* [REQUIRED TASK]: Report how many lines of the records contain the word "blue", matching case exactly. Give only the number.

* [Annotated coordinate records]:
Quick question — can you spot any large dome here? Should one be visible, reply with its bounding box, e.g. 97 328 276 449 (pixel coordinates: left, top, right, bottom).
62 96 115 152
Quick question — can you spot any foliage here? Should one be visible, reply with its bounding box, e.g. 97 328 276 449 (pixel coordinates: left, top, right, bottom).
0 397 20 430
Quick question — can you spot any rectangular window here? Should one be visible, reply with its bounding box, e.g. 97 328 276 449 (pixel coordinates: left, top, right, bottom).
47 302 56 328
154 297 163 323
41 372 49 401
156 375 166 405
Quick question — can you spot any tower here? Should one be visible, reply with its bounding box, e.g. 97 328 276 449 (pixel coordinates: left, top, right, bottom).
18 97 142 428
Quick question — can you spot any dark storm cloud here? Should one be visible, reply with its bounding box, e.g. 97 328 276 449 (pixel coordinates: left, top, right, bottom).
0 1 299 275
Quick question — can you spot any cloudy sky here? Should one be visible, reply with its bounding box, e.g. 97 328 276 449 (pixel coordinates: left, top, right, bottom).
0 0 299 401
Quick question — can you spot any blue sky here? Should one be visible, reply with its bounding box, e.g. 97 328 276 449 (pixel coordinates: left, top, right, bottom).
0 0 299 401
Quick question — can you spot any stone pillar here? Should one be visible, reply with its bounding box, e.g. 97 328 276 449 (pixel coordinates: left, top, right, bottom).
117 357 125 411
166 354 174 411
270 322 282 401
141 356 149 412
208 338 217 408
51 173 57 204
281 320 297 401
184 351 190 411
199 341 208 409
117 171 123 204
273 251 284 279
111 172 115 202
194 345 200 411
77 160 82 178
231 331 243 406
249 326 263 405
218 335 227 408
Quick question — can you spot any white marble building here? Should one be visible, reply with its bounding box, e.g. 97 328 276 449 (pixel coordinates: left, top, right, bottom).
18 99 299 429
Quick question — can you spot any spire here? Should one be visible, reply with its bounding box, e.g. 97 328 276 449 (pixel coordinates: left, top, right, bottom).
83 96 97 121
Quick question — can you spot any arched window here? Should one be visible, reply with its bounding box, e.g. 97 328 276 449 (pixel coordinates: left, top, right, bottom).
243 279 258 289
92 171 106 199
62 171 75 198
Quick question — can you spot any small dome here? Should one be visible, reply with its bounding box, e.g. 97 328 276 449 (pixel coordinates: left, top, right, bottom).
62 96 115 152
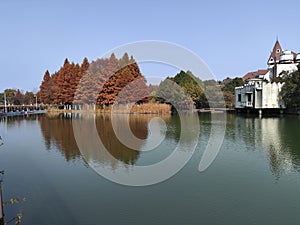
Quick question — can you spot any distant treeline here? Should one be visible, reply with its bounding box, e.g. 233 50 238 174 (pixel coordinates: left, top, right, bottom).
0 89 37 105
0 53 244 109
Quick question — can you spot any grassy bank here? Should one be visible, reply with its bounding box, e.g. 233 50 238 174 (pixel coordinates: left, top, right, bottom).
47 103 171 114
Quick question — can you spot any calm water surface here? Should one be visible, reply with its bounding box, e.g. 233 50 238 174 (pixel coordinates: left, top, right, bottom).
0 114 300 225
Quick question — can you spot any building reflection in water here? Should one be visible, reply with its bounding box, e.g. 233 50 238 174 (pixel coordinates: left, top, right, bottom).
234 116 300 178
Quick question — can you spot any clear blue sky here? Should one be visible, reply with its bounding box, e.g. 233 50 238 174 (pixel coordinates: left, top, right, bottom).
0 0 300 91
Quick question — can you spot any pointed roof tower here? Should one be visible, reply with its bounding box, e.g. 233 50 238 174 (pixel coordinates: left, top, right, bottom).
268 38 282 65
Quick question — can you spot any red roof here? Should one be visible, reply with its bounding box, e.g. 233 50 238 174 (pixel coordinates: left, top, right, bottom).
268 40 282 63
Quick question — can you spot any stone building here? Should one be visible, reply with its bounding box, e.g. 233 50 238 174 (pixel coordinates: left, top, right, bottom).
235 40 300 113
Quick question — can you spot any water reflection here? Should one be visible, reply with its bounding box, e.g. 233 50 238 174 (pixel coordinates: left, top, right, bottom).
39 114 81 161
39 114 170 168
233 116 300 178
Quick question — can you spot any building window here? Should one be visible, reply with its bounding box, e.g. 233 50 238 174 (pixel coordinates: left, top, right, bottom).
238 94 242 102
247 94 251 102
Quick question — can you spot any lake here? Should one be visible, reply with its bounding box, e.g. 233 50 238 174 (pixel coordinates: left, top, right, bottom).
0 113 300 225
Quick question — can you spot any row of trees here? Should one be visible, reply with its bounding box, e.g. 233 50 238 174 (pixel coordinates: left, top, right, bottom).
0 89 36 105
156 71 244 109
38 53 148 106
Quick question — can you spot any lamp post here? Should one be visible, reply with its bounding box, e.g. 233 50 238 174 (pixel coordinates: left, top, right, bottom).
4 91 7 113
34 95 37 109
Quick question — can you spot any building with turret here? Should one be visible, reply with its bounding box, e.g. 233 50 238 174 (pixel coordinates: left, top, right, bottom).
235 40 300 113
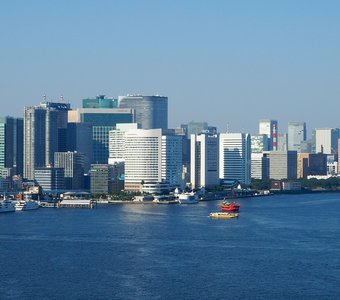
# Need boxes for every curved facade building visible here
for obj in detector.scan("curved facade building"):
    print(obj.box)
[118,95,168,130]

* [ANSWER TO THE EXERCISE]: 2